- DATA FOR THIS EXERCISE -
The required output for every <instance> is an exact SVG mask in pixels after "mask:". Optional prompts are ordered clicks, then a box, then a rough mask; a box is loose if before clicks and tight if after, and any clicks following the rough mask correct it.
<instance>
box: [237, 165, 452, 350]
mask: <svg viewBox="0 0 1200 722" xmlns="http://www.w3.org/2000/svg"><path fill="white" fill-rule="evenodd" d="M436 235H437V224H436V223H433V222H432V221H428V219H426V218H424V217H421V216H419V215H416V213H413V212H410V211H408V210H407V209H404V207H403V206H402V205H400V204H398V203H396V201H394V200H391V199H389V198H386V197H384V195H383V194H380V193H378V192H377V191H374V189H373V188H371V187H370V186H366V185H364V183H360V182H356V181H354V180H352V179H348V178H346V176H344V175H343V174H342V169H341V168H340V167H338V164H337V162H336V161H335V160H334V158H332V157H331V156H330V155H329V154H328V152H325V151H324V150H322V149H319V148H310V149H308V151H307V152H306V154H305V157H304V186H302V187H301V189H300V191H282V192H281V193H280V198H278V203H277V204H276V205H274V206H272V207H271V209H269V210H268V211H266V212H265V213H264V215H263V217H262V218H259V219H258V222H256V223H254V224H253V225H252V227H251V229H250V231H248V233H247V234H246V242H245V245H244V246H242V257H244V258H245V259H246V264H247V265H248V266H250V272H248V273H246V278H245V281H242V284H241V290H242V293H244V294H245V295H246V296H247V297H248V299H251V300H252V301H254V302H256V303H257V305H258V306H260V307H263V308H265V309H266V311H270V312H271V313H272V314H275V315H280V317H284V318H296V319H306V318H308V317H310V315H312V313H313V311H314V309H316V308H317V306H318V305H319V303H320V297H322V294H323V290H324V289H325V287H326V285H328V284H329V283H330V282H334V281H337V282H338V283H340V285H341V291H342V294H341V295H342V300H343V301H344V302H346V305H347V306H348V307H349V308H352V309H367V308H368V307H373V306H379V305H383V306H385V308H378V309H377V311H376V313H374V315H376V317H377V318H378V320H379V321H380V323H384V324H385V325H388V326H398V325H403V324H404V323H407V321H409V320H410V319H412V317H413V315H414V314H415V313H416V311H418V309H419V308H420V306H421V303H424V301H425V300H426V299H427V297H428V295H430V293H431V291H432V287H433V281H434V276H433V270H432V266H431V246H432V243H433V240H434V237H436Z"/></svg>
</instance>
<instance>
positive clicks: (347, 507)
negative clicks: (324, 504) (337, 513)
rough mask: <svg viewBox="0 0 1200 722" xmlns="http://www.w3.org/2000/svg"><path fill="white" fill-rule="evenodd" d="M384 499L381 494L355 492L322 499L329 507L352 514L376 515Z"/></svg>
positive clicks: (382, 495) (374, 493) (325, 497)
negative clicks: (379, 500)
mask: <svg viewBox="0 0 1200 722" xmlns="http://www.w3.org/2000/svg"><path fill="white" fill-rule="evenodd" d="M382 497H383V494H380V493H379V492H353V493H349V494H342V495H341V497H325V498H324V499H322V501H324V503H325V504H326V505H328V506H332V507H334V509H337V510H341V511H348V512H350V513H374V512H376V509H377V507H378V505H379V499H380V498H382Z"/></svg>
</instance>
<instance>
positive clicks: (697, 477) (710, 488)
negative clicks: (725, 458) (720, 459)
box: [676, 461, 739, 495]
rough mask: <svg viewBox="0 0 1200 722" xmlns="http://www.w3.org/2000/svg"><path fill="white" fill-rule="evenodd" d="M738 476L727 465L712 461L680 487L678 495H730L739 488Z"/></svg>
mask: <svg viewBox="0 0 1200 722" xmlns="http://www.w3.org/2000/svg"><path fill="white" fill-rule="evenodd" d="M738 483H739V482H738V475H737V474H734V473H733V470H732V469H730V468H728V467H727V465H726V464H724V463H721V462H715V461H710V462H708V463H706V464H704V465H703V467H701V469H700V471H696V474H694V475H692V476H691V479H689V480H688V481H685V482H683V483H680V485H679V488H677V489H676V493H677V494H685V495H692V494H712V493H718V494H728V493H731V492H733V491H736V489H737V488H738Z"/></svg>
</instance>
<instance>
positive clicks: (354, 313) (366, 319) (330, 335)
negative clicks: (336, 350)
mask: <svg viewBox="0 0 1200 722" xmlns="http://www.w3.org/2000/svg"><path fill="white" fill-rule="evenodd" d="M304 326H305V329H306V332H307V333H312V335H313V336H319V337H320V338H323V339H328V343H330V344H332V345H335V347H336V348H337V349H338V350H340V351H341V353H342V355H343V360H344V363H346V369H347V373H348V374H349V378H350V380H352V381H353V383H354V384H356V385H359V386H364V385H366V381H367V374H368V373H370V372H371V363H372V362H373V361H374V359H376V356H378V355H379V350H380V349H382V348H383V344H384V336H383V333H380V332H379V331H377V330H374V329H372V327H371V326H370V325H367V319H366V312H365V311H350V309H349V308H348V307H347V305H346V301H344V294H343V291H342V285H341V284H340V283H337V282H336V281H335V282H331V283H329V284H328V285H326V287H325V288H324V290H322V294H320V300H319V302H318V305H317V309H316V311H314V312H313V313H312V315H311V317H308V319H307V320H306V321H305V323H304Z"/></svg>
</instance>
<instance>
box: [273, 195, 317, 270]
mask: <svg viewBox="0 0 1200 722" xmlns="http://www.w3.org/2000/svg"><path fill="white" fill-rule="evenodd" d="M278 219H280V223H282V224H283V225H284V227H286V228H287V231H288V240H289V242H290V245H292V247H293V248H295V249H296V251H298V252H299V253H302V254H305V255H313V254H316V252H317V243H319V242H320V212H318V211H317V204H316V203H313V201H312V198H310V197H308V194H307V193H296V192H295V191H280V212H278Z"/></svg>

- HOW TO COMPLETE THIS TASK -
Return every line of the entries above unchanged and in their original order, from the opening instruction line through the final mask.

- ANSWER BOX -
The required output for every <instance> is an exact SVG mask in pixels after "mask:". Optional prompts are ordered clicks, then a box, then a rough mask; a box is loose if before clicks and tight if after, and any clicks following the rough mask correct it.
<instance>
box: [237, 165, 452, 350]
mask: <svg viewBox="0 0 1200 722" xmlns="http://www.w3.org/2000/svg"><path fill="white" fill-rule="evenodd" d="M436 235H437V224H436V223H433V222H432V221H428V219H426V218H424V217H421V216H419V215H416V213H413V212H410V211H408V210H407V209H404V207H403V206H402V205H400V204H398V203H396V201H394V200H391V199H389V198H386V197H384V195H383V194H380V193H378V192H377V191H374V189H373V188H371V187H370V186H366V185H364V183H360V182H356V181H354V180H352V179H348V178H346V176H344V175H343V174H342V169H341V168H340V167H338V164H337V162H336V161H335V160H334V158H332V157H331V156H330V155H329V154H328V152H325V151H324V150H322V149H319V148H310V149H308V151H307V152H306V154H305V157H304V186H302V187H301V189H300V191H282V192H281V193H280V198H278V203H277V204H276V205H274V206H272V207H271V209H269V210H268V211H266V212H265V213H264V215H263V217H262V218H259V219H258V222H256V223H254V224H253V225H252V227H251V229H250V231H248V233H247V234H246V242H245V245H244V246H242V257H244V258H245V259H246V264H247V265H248V266H250V272H248V273H246V278H245V281H242V284H241V290H242V293H244V294H245V295H246V296H247V297H248V299H251V300H252V301H254V302H256V303H257V305H258V306H260V307H263V308H265V309H266V311H270V312H271V313H272V314H275V315H280V317H284V318H296V319H306V318H308V317H310V315H312V313H313V311H314V309H316V308H317V306H318V305H319V303H320V297H322V294H323V290H324V289H325V287H326V285H328V284H329V283H330V282H334V281H337V282H338V283H340V285H341V291H342V294H341V295H342V300H343V301H344V302H346V305H347V306H348V307H349V308H352V309H367V308H368V307H373V306H379V305H383V306H385V308H378V309H377V311H376V313H374V315H376V317H377V318H378V320H379V321H380V323H384V324H385V325H388V326H398V325H403V324H404V323H407V321H409V320H410V319H412V317H413V315H414V314H415V313H416V311H418V309H419V308H420V306H421V303H424V301H425V300H426V299H427V297H428V295H430V293H431V291H432V287H433V281H434V276H433V270H432V266H431V246H432V243H433V240H434V237H436Z"/></svg>
</instance>
<instance>
positive clicks: (347, 507)
negative clicks: (324, 504) (337, 513)
rough mask: <svg viewBox="0 0 1200 722" xmlns="http://www.w3.org/2000/svg"><path fill="white" fill-rule="evenodd" d="M384 499L381 494L355 492L322 499L329 507L352 514L376 515Z"/></svg>
positive clicks: (382, 495) (374, 493) (325, 497)
negative clicks: (379, 500)
mask: <svg viewBox="0 0 1200 722" xmlns="http://www.w3.org/2000/svg"><path fill="white" fill-rule="evenodd" d="M382 497H383V494H380V493H379V492H353V493H349V494H342V495H341V497H325V498H324V499H322V501H324V503H325V504H326V505H328V506H332V507H334V509H337V510H341V511H348V512H350V513H374V512H376V509H377V507H378V505H379V499H380V498H382Z"/></svg>
</instance>
<instance>
positive clicks: (697, 477) (710, 488)
negative clicks: (725, 458) (720, 459)
box: [676, 461, 739, 495]
rough mask: <svg viewBox="0 0 1200 722" xmlns="http://www.w3.org/2000/svg"><path fill="white" fill-rule="evenodd" d="M738 476L727 465L712 461L680 487L678 495H730L739 488Z"/></svg>
mask: <svg viewBox="0 0 1200 722" xmlns="http://www.w3.org/2000/svg"><path fill="white" fill-rule="evenodd" d="M738 483H739V482H738V475H737V474H734V473H733V470H732V469H730V468H728V467H727V465H726V464H724V463H721V462H715V461H710V462H708V463H706V464H704V465H703V467H701V469H700V471H696V474H694V475H692V476H691V479H689V480H688V481H685V482H683V483H680V485H679V488H677V489H676V493H677V494H685V495H692V494H712V493H718V494H728V493H731V492H733V491H736V489H737V488H738Z"/></svg>
</instance>
<instance>
positive clicks: (354, 313) (366, 319) (330, 335)
negative clicks: (336, 350)
mask: <svg viewBox="0 0 1200 722" xmlns="http://www.w3.org/2000/svg"><path fill="white" fill-rule="evenodd" d="M304 326H305V329H306V332H307V333H312V335H313V336H319V337H320V338H323V339H328V343H330V344H332V345H335V347H336V348H337V349H338V350H340V351H341V353H342V355H343V360H344V363H346V369H347V373H348V374H349V378H350V380H352V381H353V383H354V384H356V385H359V386H364V385H366V381H367V374H368V373H370V372H371V363H372V362H373V361H374V359H376V356H378V355H379V350H380V349H382V348H383V344H384V336H383V333H380V332H379V331H377V330H374V329H372V327H371V326H370V325H367V319H366V312H365V311H350V309H349V308H348V307H347V305H346V301H344V294H343V291H342V285H341V284H340V283H337V282H336V281H335V282H331V283H329V284H328V285H326V287H325V288H324V290H322V294H320V300H319V302H318V305H317V309H316V311H314V312H313V313H312V315H311V317H308V319H307V320H306V321H305V323H304Z"/></svg>
</instance>
<instance>
box: [273, 195, 317, 270]
mask: <svg viewBox="0 0 1200 722" xmlns="http://www.w3.org/2000/svg"><path fill="white" fill-rule="evenodd" d="M278 219H280V223H282V224H283V225H284V227H286V228H287V231H288V240H289V242H290V245H292V247H293V248H295V249H296V251H298V252H299V253H302V254H305V255H313V254H316V252H317V243H319V242H320V212H318V211H317V204H316V203H313V201H312V198H310V197H308V194H307V193H296V192H295V191H280V212H278Z"/></svg>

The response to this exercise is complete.